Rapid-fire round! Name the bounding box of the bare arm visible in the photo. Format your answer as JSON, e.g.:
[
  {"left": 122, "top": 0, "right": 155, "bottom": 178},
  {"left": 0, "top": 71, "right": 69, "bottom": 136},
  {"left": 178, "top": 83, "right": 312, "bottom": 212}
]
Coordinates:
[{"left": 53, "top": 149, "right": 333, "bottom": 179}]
☆ ☆ ☆ ☆ ☆
## Problem requirements
Please reproduce every line of the records above, requests included, multiplying each coordinate in the answers by 1.5 and rounding to the nearest whole number, with halves rounded up. Leave the numbers in the requests and their format samples unchanged.

## Task result
Rapid-fire round! Name the bounding box of the bare arm visible in the photo. Format your answer as JSON, e.g.:
[
  {"left": 122, "top": 0, "right": 155, "bottom": 178},
  {"left": 0, "top": 71, "right": 69, "bottom": 136},
  {"left": 178, "top": 83, "right": 312, "bottom": 212}
]
Coordinates:
[{"left": 80, "top": 224, "right": 500, "bottom": 269}]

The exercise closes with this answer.